* Source passage *
*** Block opens ***

The clearest lesson we can learn from scientific progress is how much we don't know and perhaps cannot ever know. During the Victorian era, scientists were confident they could predict the behavior of everything from giant galaxies to the smallest atoms from some the simple mathematical rules worked out 200 years before by Isaac Newton.
But that confidence dissolved in the 20th century in the face of the spooky weirdness and unavoidable uncertainty of quantum physics. And we face the disorienting reality that most of the matter and energy in the universe is, and may remain, 'dark' to us because our senses were not evolved to detect them. What we don't know is a lot.
Uncertainty is an even more pervasive problem in medicine. But usually it is drowned out by medical drum beating -- each scientific advance is trumpeted as a thrilling breakthrough, providing the always illusory hope that we are on the very brink of solving and controlling illness. But the promise is never delivered and the more we know, the more we discover how much we don't know.

*** Block closes ***

* Information shown *

*** Block opens ***

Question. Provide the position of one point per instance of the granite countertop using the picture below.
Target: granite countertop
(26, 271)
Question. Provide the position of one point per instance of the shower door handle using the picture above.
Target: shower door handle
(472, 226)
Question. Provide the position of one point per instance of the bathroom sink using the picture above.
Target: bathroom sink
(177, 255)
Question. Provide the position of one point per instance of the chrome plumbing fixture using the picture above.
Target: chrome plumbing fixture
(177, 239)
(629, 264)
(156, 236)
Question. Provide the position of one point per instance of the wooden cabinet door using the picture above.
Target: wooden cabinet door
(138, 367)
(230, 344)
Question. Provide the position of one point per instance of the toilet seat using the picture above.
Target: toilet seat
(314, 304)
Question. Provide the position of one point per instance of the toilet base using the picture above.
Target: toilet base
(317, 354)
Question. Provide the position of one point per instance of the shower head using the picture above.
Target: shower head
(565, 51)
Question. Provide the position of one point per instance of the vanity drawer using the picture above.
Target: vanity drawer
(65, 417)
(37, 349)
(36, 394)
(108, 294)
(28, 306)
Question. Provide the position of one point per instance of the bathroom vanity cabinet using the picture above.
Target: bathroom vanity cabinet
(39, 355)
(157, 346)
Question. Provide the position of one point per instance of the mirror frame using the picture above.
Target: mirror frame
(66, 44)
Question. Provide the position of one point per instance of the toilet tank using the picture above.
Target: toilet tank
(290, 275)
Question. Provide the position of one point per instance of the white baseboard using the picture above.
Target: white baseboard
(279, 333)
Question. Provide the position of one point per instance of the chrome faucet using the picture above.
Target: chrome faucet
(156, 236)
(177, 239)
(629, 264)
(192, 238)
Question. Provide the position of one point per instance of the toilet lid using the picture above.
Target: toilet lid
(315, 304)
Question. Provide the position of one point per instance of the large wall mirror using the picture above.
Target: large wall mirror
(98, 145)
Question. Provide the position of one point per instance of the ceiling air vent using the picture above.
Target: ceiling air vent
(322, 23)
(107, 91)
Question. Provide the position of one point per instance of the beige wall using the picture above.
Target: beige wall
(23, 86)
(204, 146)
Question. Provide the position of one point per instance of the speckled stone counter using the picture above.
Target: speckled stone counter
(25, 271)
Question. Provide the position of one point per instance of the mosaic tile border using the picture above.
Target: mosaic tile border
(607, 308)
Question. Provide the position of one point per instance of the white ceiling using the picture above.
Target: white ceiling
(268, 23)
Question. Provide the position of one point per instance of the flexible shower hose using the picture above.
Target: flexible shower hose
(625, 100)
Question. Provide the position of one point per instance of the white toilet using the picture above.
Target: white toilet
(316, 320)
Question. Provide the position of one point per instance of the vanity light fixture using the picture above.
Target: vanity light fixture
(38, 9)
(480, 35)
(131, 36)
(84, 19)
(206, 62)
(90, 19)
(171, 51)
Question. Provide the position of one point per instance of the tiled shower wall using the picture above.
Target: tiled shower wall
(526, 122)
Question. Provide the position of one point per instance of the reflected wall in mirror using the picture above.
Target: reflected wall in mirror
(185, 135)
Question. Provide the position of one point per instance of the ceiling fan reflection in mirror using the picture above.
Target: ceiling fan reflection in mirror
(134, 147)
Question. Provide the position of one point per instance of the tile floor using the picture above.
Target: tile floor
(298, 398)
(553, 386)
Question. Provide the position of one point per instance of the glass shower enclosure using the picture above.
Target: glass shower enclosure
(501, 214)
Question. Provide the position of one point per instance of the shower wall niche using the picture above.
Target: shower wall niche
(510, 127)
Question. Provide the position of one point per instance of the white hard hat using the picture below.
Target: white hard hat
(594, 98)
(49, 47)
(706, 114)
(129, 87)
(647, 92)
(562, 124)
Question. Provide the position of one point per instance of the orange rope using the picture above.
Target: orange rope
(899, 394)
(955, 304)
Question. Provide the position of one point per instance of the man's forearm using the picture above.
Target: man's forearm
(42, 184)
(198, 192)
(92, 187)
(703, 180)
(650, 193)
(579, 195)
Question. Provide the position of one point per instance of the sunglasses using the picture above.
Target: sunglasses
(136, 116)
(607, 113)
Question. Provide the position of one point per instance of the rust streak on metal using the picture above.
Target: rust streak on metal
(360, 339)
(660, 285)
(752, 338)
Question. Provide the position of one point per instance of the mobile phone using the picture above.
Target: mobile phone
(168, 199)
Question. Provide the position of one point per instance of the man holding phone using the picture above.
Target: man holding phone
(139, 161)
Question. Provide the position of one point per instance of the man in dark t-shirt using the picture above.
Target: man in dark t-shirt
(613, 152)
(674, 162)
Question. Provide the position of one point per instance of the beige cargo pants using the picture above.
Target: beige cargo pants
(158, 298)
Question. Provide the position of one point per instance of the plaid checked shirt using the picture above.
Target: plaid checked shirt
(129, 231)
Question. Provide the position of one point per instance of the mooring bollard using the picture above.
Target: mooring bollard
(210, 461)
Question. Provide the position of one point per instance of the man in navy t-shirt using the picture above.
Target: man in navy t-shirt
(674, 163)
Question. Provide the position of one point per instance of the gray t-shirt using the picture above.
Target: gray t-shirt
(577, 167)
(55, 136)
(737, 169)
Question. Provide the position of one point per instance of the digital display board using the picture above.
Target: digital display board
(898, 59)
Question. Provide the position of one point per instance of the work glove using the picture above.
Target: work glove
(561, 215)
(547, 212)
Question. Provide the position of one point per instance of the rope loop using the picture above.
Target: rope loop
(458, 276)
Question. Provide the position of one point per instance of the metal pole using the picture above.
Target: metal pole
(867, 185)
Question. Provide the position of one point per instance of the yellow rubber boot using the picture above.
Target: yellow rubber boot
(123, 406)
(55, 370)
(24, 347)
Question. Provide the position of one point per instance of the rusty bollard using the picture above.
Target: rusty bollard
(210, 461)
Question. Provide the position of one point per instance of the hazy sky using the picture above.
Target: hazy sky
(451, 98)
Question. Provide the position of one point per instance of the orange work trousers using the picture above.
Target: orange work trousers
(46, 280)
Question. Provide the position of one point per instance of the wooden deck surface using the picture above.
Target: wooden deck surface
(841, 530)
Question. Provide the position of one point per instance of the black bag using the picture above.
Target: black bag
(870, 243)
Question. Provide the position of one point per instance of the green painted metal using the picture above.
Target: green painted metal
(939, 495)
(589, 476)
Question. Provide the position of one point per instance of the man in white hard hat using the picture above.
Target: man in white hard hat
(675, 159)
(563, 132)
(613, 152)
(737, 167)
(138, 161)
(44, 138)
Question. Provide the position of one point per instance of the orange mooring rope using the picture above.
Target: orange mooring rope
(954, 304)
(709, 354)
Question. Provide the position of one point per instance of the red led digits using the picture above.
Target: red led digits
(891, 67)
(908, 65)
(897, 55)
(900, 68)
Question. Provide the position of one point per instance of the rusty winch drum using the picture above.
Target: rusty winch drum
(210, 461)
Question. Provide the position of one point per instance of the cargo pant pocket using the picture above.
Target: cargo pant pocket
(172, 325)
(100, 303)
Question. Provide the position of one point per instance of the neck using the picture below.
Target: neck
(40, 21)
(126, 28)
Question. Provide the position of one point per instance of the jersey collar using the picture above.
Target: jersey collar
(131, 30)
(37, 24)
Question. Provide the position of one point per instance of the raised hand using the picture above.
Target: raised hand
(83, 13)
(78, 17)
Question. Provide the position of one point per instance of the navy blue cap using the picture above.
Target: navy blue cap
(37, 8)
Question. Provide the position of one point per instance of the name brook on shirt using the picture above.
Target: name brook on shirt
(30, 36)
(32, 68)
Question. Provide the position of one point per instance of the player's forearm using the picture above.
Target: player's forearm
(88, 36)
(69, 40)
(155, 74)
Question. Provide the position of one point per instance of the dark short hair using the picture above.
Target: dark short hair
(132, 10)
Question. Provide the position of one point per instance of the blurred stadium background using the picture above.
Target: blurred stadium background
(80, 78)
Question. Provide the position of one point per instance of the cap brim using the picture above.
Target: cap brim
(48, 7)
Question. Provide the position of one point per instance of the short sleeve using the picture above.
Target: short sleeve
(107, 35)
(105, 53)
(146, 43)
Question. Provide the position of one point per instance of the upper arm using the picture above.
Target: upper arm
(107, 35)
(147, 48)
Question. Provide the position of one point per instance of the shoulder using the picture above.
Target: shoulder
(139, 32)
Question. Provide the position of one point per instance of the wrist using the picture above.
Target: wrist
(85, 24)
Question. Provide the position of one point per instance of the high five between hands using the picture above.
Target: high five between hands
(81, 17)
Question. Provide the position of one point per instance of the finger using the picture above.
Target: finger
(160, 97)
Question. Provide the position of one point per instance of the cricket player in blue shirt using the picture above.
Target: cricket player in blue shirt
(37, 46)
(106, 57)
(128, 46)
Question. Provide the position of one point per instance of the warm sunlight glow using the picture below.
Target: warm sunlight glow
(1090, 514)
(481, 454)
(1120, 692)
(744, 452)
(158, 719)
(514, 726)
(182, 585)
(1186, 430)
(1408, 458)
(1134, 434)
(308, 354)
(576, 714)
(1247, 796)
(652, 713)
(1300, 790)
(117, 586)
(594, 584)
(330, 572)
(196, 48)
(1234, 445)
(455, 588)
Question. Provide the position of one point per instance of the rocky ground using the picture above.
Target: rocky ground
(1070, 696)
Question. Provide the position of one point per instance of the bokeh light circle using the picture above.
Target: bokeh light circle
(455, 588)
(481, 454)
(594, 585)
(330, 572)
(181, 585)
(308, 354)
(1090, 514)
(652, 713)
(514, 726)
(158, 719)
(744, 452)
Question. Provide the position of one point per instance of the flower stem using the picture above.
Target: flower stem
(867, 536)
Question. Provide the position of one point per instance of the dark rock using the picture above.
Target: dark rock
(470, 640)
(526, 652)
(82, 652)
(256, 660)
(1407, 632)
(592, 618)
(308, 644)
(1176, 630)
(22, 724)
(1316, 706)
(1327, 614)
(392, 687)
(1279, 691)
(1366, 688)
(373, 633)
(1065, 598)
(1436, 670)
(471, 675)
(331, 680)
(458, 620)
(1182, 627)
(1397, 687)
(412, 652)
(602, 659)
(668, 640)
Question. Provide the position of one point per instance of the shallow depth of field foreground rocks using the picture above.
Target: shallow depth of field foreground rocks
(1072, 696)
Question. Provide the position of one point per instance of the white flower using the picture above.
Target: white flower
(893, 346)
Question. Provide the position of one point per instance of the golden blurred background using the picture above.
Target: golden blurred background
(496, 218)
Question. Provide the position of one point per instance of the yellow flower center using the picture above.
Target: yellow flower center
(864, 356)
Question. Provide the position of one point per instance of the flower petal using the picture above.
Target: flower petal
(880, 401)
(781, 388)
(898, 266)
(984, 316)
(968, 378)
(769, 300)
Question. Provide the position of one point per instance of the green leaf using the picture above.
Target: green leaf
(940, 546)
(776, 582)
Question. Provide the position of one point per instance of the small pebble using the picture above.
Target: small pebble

*** Block closes ***

* Explore the material *
(1) In the passage on uncertainty, whose rules did scientists of the Victorian era believe would predict the behavior of everything from galaxies to atoms?
(2) Copy the passage on uncertainty word for word, starting at "But that confidence" and ending at "know is a lot.".
(3) Summarize the passage on uncertainty in two sentences.

* Answers to this exercise *
(1) Isaac Newton's.

(2)
But that confidence dissolved in the 20th century in the face of the spooky weirdness and unavoidable uncertainty of quantum physics. And we face the disorienting reality that most of the matter and energy in the universe is, and may remain, 'dark' to us because our senses were not evolved to detect them. What we don't know is a lot.

(3) Scientific progress mainly shows how much we don't know: Victorian confidence in Newton's rules gave way to the uncertainty of quantum physics, and most of the universe's matter and energy may stay hidden from us. Uncertainty is even more widespread in medicine, where each advance is hailed as a breakthrough that never delivers, and the more we learn, the more we find we don't know.